Repeat the entries from the line containing "the sky with" through the end of the entries, replacing "instance" with "occurrence" everywhere and leaving all else as it stands.

··· Dataset rows

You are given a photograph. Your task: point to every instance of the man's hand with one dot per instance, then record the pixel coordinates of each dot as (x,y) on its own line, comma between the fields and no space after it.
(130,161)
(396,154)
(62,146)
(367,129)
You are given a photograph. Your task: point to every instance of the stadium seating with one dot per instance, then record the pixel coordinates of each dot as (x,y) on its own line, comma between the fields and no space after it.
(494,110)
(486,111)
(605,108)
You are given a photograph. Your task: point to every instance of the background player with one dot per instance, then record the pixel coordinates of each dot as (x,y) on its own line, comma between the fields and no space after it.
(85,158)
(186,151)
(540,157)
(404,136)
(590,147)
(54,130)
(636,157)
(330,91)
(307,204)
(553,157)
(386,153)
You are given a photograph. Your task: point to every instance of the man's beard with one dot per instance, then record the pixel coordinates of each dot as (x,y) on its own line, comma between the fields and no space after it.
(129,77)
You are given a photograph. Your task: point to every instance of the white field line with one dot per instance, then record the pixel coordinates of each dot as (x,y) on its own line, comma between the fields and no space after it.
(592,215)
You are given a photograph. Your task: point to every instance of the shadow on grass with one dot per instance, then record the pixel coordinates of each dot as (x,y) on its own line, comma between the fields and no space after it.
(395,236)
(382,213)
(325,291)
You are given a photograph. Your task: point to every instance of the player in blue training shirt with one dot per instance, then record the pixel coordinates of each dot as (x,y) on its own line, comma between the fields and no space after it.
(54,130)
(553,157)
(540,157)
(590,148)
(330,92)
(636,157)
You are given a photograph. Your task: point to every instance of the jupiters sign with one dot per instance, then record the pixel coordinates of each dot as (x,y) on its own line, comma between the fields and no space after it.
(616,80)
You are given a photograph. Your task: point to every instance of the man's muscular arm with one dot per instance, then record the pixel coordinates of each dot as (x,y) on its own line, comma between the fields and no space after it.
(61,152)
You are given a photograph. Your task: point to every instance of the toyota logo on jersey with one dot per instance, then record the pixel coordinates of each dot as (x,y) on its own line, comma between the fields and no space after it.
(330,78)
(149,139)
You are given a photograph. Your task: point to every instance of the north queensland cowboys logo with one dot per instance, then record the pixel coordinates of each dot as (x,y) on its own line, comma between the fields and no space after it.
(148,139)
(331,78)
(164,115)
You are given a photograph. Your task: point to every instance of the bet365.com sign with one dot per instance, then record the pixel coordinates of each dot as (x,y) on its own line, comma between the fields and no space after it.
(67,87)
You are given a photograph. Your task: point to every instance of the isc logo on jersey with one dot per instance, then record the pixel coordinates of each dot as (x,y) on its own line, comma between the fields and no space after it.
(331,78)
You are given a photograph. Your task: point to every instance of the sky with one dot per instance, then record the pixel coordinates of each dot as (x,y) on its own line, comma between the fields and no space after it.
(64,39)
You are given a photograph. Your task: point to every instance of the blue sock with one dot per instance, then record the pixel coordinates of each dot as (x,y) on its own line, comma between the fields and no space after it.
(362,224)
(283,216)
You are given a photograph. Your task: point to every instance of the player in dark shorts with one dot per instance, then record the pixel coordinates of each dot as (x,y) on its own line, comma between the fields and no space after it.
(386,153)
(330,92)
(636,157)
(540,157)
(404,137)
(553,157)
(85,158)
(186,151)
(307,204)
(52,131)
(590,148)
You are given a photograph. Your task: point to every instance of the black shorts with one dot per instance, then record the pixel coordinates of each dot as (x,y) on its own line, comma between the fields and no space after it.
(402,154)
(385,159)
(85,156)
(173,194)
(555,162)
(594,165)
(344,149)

······

Response to the task >>
You are given a photograph. Your task: point to every occurrence of the sky with one dot per occurrence, then record the pixel coordinates of each dot as (x,y) on its own line, comma between the fields and no space after it.
(64,39)
You are given a photograph. Your task: point to every occurrence of the blue sock with one dot per occurrence, then record the pixel coordinates of each dot as (x,y) on its own line, comma between the fields and no space after it.
(362,224)
(283,216)
You are given a photograph. Your task: point to every occurrence of the player in dark shorts with one dot per occurrence, then record the pixel coordinates of each dot as (x,y) on its own line, comma between the fields and no space after it.
(386,153)
(330,92)
(636,157)
(540,157)
(404,137)
(553,157)
(85,158)
(186,151)
(307,204)
(52,131)
(590,148)
You are given a photograph. Your task: point to every occurrence of the black shorts with one dot per occurrence, then record the pixel coordinates of each dot as (x,y) on its own line, comma between the fields and no space after it.
(402,154)
(385,159)
(85,156)
(173,194)
(555,162)
(594,165)
(344,149)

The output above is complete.